* Exercise details *
Continue the blog post on the idea of "walking the Earth" with the passage that follows its last line.

* Source *
====
Wednesday, February 12, 2020

Long Gone

     Towards the end of Pulp Fiction there's a conversation about career change:

     Vincent: "So, what are you going to do?"
     Jules:      "Basically, I'm just going to walk the Earth."
     Vincent: (disparagingly) "What do you mean 'Walk the Earth'?"
     Jules:      "You know, walk from place to place, meet people, 
                    get into adventures."
     Vincent: "So, you're going to be a bum?"

     A few minutes later and without having taken a step, Jules is deep into his first adventure. And soon enough Vincent will find reason to believe that 'Walking the Earth' may not have been such a bad choice. 


Vincent and Jules talking the walk - Web Image


     What struck me about the scene is how deeply embedded the idea of 'Walking the Earth' is in the human psyche. This concept of moving thru the world, open to experience and adventure, to insight and revelation. Think of the epic journeys in Homer's Iliad and Odyssey. Of Jesus's forty days in the desert as told in the Gospels of Matthew, Mark and Luke. Of Tolkien's The Hobbit and Ring Trilogy. Of Conrad's Heart of Darkness


     "Not all who wander are lost."
====
* Provided data *
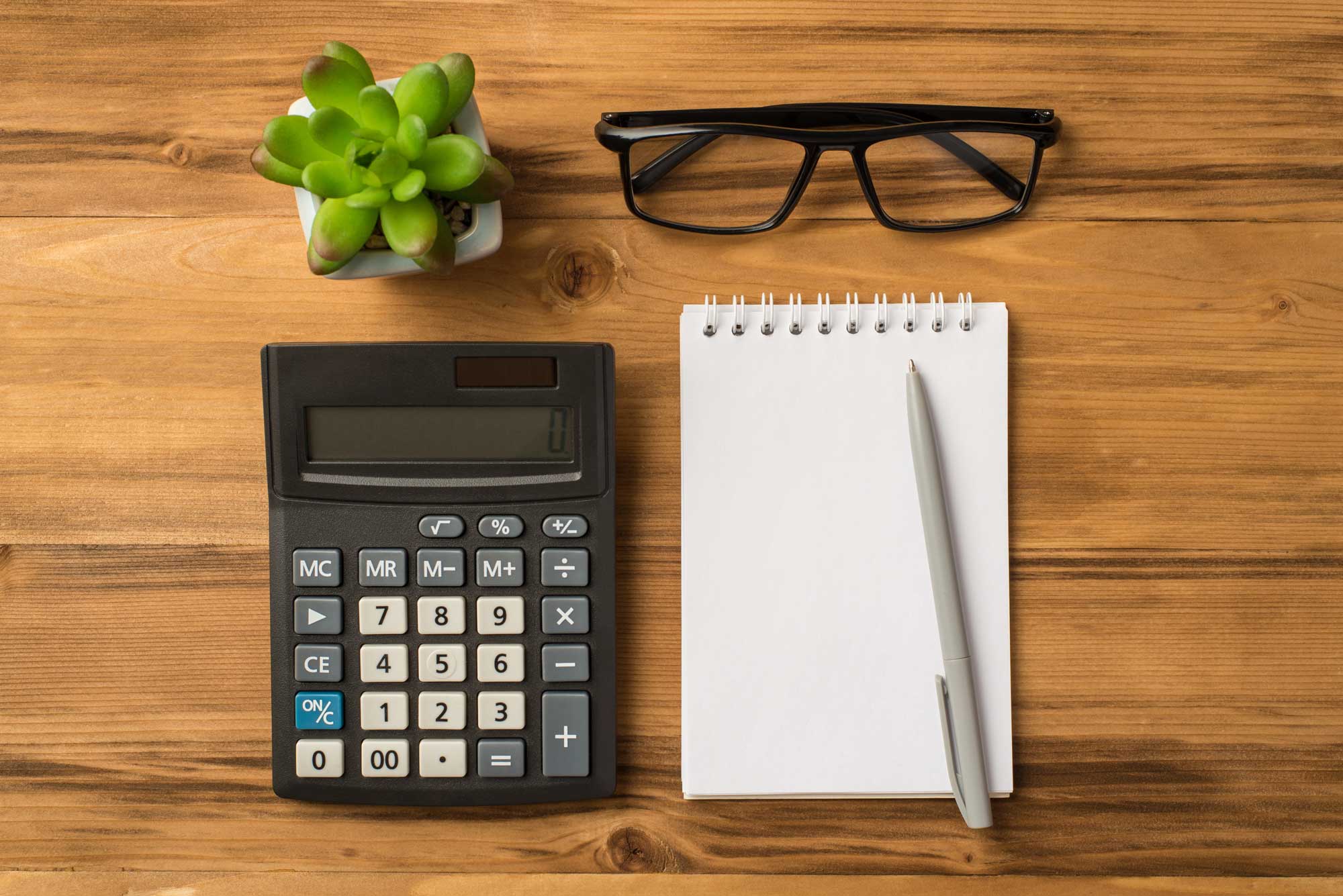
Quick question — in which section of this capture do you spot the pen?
====
* Response to the exercise *
                                   - J.R.R. Tolkien



Web Image


     Native Americans have their 'vision quest' while Australian Aborigines do a 'walkabout' and seekers of all faiths go on pilgrimage. In modern America our capitalist/puritan  based system has little use for such treks. Corporate profits require conforming nine to fivers who keep production humming along, while also being diligent consumers, always focused on accumulating more and more stuff and seemingly OK with the life they sacrifice to get it. Vacations and retirement are little more than carrots held out to keep the duty bound trudging forward, as well as being another corporate profit opportunity. A stuff your face around the clock cruise? A gated community where your horde of possessions are safe?
Ugh!
     Not for everyone and thank God for that. There are still many who aspire to long, immersive travels. And to writing about their trips. Indeed, 'My Epic' type books are so ubiquitous that you might wonder who's left at home to watch the kids. If you read every  offering about someones journey of discovery there wouldn't be any time left for your own short hikes.
     Still, there are classics in the genre whose insights into what their authors found, both out in the world and within themselves are well worth our time. In this post I've tried to pull a quote or two from a small sampling of 'journey' books. I was looking for bits that touched on motivation (Why) and/or revelation (What). These are exceedingly small sips when you consider that some of these adventures unfolded over many years and filled large volumes in the telling. Hopefully they will whet your appetite and perhaps even inspire a little wander of your own. Herewith, a few words from people who have walked ( and biked, climbed, flown , rode and swam ) the Earth.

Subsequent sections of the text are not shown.